**STORED DATA**.
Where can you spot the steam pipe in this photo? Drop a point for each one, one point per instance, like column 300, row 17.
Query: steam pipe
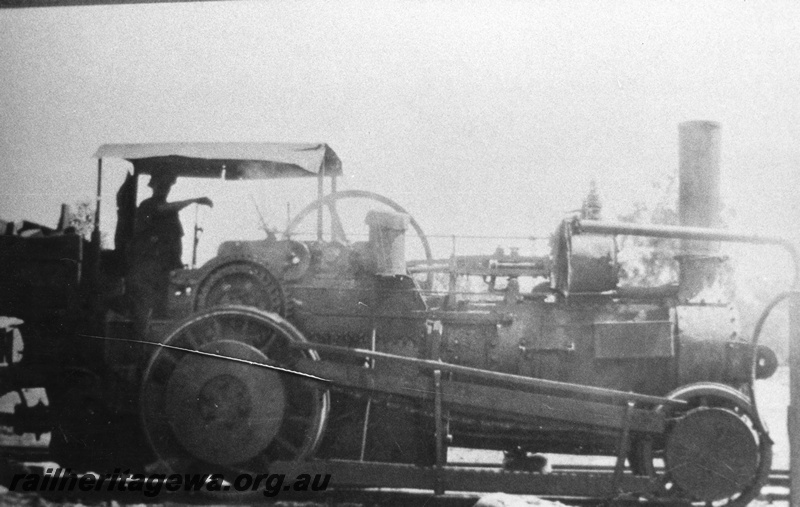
column 688, row 233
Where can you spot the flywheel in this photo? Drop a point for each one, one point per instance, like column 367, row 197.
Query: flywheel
column 208, row 414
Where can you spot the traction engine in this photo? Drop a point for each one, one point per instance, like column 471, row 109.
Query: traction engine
column 341, row 356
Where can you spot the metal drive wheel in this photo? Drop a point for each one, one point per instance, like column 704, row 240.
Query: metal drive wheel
column 211, row 415
column 716, row 451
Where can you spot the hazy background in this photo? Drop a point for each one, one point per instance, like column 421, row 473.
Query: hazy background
column 478, row 117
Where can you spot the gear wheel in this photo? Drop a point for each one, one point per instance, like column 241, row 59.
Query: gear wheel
column 244, row 284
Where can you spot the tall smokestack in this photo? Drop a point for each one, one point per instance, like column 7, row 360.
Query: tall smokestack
column 699, row 206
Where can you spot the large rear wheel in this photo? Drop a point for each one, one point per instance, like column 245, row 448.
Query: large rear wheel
column 206, row 414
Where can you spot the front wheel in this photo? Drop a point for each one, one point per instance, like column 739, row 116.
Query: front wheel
column 716, row 450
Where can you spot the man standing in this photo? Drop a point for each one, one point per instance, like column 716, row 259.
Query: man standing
column 155, row 250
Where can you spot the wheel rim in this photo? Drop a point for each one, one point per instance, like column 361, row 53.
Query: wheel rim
column 207, row 414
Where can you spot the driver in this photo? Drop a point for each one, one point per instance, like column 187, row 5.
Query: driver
column 155, row 249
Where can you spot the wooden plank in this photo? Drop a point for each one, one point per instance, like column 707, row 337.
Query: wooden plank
column 488, row 399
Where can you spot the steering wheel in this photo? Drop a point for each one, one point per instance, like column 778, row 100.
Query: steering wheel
column 338, row 234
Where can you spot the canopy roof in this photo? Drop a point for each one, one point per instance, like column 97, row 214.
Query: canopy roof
column 234, row 161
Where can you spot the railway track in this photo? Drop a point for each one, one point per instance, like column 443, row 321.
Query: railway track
column 34, row 460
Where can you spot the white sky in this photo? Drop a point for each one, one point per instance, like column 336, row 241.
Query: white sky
column 478, row 117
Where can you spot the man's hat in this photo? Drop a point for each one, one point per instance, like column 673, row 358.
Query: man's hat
column 165, row 177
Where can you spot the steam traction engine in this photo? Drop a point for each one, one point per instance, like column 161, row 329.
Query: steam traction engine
column 337, row 359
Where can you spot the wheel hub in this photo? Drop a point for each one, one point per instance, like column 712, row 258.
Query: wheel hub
column 224, row 400
column 221, row 411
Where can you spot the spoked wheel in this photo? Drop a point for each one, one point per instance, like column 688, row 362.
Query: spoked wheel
column 338, row 235
column 211, row 415
column 716, row 451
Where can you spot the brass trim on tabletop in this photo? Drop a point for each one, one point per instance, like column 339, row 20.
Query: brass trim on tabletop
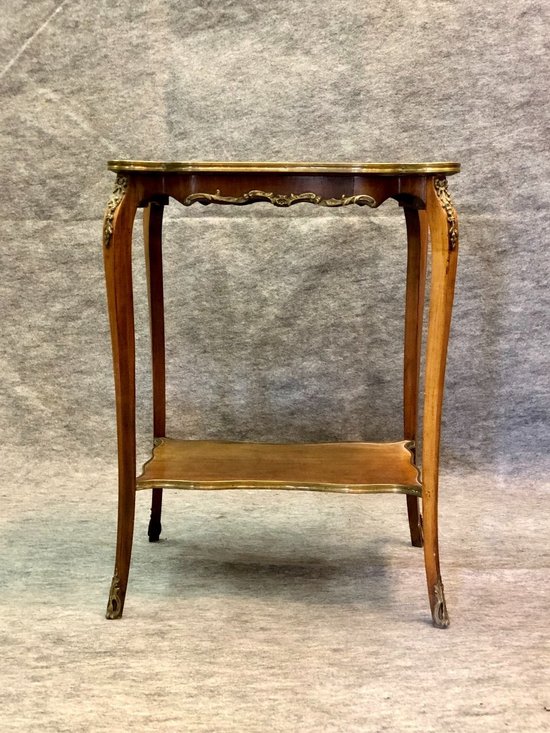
column 313, row 168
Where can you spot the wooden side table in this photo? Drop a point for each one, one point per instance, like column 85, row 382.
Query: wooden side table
column 421, row 189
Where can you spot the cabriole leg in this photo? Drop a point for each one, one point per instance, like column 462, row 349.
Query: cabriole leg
column 152, row 237
column 117, row 245
column 417, row 245
column 443, row 226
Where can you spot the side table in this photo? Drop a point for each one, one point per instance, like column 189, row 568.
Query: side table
column 421, row 189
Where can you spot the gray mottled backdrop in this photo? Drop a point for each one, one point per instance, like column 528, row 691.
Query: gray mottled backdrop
column 282, row 325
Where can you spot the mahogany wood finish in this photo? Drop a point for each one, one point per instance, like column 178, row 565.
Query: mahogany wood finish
column 345, row 467
column 342, row 467
column 152, row 238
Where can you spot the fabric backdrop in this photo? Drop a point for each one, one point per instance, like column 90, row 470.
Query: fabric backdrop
column 281, row 325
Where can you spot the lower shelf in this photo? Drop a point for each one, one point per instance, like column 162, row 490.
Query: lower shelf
column 340, row 467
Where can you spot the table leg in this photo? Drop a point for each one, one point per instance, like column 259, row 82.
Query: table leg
column 152, row 237
column 443, row 226
column 117, row 248
column 417, row 247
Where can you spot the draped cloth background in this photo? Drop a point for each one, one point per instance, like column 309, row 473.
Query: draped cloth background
column 282, row 325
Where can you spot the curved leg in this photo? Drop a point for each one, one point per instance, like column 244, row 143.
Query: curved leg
column 152, row 237
column 443, row 225
column 417, row 247
column 117, row 246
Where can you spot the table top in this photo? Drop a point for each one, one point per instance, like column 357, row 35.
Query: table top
column 313, row 168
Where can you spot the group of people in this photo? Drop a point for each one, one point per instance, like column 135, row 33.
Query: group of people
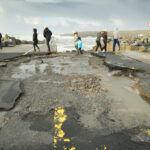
column 102, row 37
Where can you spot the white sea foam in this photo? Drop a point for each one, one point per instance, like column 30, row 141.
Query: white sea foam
column 64, row 43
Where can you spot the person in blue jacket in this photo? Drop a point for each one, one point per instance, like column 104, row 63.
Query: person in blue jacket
column 79, row 44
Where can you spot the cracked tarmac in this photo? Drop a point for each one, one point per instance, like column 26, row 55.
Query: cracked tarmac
column 113, row 119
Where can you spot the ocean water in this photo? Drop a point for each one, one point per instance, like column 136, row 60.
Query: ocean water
column 66, row 43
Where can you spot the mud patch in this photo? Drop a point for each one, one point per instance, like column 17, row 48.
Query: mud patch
column 26, row 70
column 85, row 85
column 39, row 122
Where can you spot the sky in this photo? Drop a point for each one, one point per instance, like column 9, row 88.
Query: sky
column 19, row 17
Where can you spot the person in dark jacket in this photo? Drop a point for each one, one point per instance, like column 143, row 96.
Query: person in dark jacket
column 104, row 35
column 0, row 41
column 98, row 41
column 47, row 34
column 35, row 40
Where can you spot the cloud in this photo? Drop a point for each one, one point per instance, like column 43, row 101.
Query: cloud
column 32, row 21
column 117, row 22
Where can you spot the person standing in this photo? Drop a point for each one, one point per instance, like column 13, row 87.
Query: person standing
column 104, row 35
column 47, row 34
column 98, row 43
column 76, row 41
column 79, row 43
column 0, row 41
column 116, row 39
column 35, row 40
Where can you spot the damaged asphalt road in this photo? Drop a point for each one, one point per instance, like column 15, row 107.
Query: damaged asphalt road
column 73, row 103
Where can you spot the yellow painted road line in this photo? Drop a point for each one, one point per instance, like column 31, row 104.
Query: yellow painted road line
column 28, row 52
column 59, row 118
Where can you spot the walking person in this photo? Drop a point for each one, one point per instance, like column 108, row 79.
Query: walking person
column 79, row 43
column 116, row 39
column 35, row 40
column 47, row 34
column 98, row 43
column 104, row 35
column 0, row 41
column 76, row 41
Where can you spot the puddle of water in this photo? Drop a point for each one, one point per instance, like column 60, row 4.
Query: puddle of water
column 76, row 65
column 26, row 70
column 121, row 90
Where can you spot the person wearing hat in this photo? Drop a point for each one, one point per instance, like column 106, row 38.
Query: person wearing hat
column 98, row 43
column 47, row 34
column 35, row 40
column 75, row 41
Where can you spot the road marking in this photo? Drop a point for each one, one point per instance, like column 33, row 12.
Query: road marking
column 59, row 118
column 28, row 52
column 147, row 131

**TASK GOAL**. Please output everything from the line containing "Where can you spot the road" down to the last of the lines above as a Markdown table with the columns No. and Text, numbering each row and leaving out any blank lines.

**RESPONSE FOR THIS EXERCISE**.
| No. | Text |
|---|---|
| 1 | Where can you spot the road marking in this photo? Drop a point for each one, one point per instance, like column 33, row 12. |
| 2 | Query: road marking |
| 3 | column 59, row 118 |
| 4 | column 28, row 52 |
| 5 | column 147, row 131 |